▸ RECORDS FOR THIS EXERCISE
━━━━
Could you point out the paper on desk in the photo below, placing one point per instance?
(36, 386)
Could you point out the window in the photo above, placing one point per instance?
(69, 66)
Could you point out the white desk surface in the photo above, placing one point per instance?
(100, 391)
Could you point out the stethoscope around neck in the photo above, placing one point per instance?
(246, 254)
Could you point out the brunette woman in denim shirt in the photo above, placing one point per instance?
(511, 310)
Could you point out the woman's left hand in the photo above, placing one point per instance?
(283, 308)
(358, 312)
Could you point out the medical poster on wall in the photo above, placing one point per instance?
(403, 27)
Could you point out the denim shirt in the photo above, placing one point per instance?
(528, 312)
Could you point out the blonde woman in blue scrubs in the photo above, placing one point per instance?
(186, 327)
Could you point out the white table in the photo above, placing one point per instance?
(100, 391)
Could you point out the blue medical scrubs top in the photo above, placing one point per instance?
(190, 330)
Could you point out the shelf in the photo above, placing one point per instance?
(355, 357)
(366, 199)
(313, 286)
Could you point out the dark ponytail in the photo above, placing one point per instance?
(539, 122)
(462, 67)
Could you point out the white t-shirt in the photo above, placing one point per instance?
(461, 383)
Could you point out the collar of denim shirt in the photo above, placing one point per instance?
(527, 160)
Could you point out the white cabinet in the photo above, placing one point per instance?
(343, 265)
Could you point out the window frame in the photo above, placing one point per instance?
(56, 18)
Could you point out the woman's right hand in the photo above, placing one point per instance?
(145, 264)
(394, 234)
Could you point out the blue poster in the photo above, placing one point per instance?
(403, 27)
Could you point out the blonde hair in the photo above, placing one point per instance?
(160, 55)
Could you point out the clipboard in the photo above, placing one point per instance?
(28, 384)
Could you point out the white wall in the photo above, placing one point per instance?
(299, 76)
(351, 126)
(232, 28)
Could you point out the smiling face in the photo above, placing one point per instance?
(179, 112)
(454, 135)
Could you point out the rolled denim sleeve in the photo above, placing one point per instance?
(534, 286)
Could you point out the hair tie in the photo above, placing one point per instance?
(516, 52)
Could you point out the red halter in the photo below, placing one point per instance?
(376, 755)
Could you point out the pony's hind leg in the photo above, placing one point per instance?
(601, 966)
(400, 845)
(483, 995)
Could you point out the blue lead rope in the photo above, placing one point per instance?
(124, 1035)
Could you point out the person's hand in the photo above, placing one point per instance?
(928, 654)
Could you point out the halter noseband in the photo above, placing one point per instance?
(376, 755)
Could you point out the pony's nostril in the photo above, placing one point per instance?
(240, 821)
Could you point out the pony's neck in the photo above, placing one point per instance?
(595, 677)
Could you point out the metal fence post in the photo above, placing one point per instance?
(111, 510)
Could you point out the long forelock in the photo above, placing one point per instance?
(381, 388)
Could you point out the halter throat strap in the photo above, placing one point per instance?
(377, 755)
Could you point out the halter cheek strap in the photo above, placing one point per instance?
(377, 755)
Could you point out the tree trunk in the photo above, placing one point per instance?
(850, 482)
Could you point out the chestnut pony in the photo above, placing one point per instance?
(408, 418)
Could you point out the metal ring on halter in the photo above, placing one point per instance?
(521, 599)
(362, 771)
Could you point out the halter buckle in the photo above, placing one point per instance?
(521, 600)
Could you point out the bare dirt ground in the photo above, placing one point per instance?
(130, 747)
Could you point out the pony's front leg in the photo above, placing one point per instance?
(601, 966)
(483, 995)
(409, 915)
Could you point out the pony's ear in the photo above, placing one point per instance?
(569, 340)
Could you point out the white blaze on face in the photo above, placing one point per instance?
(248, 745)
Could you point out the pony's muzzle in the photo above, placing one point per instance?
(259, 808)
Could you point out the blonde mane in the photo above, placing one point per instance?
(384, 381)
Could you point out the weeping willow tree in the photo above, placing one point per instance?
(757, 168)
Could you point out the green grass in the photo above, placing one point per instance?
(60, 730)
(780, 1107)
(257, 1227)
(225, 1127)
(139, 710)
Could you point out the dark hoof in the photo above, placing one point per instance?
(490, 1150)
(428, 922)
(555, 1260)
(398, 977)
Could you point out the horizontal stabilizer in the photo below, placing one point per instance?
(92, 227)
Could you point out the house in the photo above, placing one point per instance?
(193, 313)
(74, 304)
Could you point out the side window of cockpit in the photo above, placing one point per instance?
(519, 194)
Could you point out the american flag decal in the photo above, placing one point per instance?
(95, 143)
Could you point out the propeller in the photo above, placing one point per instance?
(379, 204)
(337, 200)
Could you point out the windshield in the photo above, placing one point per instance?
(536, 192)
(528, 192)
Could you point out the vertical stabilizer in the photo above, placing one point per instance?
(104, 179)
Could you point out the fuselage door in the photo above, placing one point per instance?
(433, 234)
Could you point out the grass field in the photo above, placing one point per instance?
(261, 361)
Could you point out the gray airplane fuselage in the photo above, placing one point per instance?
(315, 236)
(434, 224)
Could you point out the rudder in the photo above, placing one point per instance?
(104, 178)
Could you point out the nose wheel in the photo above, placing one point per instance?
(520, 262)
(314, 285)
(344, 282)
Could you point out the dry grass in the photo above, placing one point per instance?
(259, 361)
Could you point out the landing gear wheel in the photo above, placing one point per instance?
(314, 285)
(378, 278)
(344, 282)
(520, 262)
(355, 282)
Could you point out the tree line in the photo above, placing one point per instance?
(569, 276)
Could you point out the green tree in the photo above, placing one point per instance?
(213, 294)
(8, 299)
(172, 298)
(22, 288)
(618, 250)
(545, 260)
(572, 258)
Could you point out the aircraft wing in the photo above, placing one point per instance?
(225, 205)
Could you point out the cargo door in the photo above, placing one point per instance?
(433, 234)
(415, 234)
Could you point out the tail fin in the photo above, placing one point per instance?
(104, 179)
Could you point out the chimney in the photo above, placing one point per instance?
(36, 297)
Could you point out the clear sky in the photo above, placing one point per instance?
━━━━
▸ PROMPT
Start at the first line and transcribe the data exactly through the last.

▸ PROBLEM SOLUTION
Could you point out the paper on desk in the photo below, placing one point per instance?
(36, 386)
Could you point out the window in the photo above, placing one point per instance?
(69, 66)
Could you point out the white desk surface in the photo above, placing one point per instance?
(100, 391)
Could you point out the stethoscope around neck in the photo above, placing one point per instance?
(246, 254)
Could you point out the brunette woman in denim shirt in the photo above, placing one point per instance?
(511, 310)
Could you point out the woman's left hand in the photo above, placing one point per instance?
(283, 308)
(358, 312)
Could you point out the medical poster on wall in the photo above, placing one point per instance?
(403, 27)
Could you point out the denim shirt in the photo above, placing one point per instance?
(528, 312)
Could you point out the blonde woman in blue scrubs in the photo above, placing one point per instance?
(186, 327)
Could you point out the white table in the photo above, placing one point per instance?
(100, 391)
Could you point out the blue medical scrubs top in the photo above, placing one point per instance?
(190, 330)
Could you point out the shelf in the photo above, placing one point per instance?
(355, 357)
(366, 199)
(313, 286)
Could you point out the dark ponytail in the photo above, placing one point per instance?
(539, 122)
(462, 67)
Could you point out the white t-shirt in the photo above, placing one point per instance?
(461, 383)
Could you point out the collar of denim shirt in the photo above, placing one point per instance?
(527, 160)
Could you point out the white cabinet in the photo above, placing one point per instance?
(343, 265)
Could you point out the window frame in the photo above, placing one point per instance?
(56, 18)
Could you point out the woman's right hand in the photo above, placing one point per instance?
(145, 264)
(394, 234)
Could you point out the blue poster in the photo above, placing one point per instance?
(403, 27)
Could you point out the blonde hair in the photo above, placing one point per instance?
(160, 55)
Could you point out the clipboard in the photo above, placing one point per instance?
(28, 384)
Could you point out the white wall in the photo above, placing one point per instance?
(299, 76)
(351, 126)
(232, 28)
Could you point out the smiling face in the photo above, placing one point per instance?
(179, 112)
(454, 135)
Could you point out the rolled denim sleeve in the photo above, placing one point per instance?
(534, 286)
Could you point out the hair tie in the photo above, placing one point per instance?
(516, 52)
Could you point out the red halter in the photo below, placing one point per instance?
(376, 755)
Could you point out the pony's hind leg in the photo above, placing one point per instance?
(601, 966)
(400, 845)
(483, 995)
Could you point out the blue lead rope in the photo above, placing one point per instance?
(124, 1035)
Could you point out the person's hand in the photo above, placing one point per instance?
(928, 654)
Could you point out the halter noseband in the photo above, placing one point per instance?
(376, 755)
Could you point out the pony's nostril in the photo above, placing one point per instance?
(240, 821)
Could you point out the pony's neck in the photo above, placing one point per instance?
(595, 677)
Could you point out the metal fence post in the photo above, placing one point per instance?
(111, 510)
Could you point out the long forelock in the photo above, placing one point per instance?
(381, 388)
Could you point out the halter throat strap in the photo above, placing one point per instance?
(377, 755)
Could you point out the halter cheek strap in the photo above, placing one point per instance?
(377, 755)
Could you point out the tree trunk in the photo above, placing one point per instance?
(850, 482)
Could you point out the chestnut pony in the photo above, placing one point per instance?
(408, 418)
Could you point out the metal ring on halter in the photo above, placing one point per instance?
(521, 599)
(362, 771)
Could you point out the halter buckle in the photo above, placing one point per instance?
(521, 600)
Could you point out the bare dirt ground in the photo above, placing one point per instance?
(130, 747)
Could you point out the pony's front leg in the photo above, placing one point per instance?
(601, 966)
(483, 995)
(409, 915)
Could you point out the pony's ear in the photo above, placing one point per instance?
(569, 340)
Could you point out the white blaze on face in the photo above, placing one point per instance?
(248, 745)
Could you point out the pony's muzzle in the photo above, placing one point per instance?
(259, 808)
Could you point out the blonde mane in the photo above, placing one point per instance?
(384, 381)
Could you point out the weeping willow tree in the photo above, placing one point per instance?
(757, 168)
Could you point out the green grass in the photo above, placing one point per instance?
(60, 730)
(780, 1107)
(257, 1227)
(225, 1127)
(139, 710)
Could you point out the dark hoof in the photo above, placing one point per instance?
(490, 1150)
(428, 922)
(555, 1260)
(398, 977)
Could you point out the horizontal stabilizer in the photo below, placing one point per instance?
(92, 227)
Could you point out the house in the photo above, placing one point per instance?
(193, 313)
(74, 304)
Could you point out the side window of cockpit in the photo above, placing one point per instance?
(519, 194)
Could you point out the american flag decal in the photo above, placing one point per instance?
(95, 143)
Could you point out the propeller in the photo above, placing one point per instance?
(379, 204)
(337, 200)
Could you point out the windshield in the photo above, placing one point per instance?
(536, 192)
(528, 192)
Could you point out the vertical stabilizer in the photo above, placing one point per instance?
(104, 179)
Could you point out the fuselage door in the photo above, placing one point per instance?
(433, 234)
Could you point out the grass field in the photo above, placing one point per instance?
(261, 361)
Could you point out the gray airplane fuselage in the photo above, placing one point per instance?
(315, 236)
(434, 224)
Could you point out the rudder in the photo above, placing one point per instance?
(104, 178)
Could you point out the nose wheel in the photo above, placing one point per instance?
(520, 262)
(314, 285)
(344, 282)
Could you point out the dry grass in the photo above, placing one point per instance?
(259, 361)
Could you point out the landing gear wheel in the photo above, placing one point per instance?
(314, 285)
(378, 278)
(344, 282)
(520, 262)
(355, 282)
Could you point out the tree line in the photo above, placing one point per instance?
(569, 276)
Could you point out the green tree in the photo above, placing one point per instance?
(213, 294)
(8, 299)
(172, 298)
(22, 288)
(618, 250)
(545, 260)
(572, 258)
Could you point out the aircraft wing in the photo above, placing one point per instance?
(225, 205)
Could you point out the cargo door in the photo above, placing one point per instance?
(433, 234)
(415, 234)
Could you point out the tail fin in the photo above, placing one point per instance?
(104, 179)
Could you point out the chimney in the photo above, placing one point per instance?
(36, 297)
Could you point out the clear sky in the photo above, placing one point per instance?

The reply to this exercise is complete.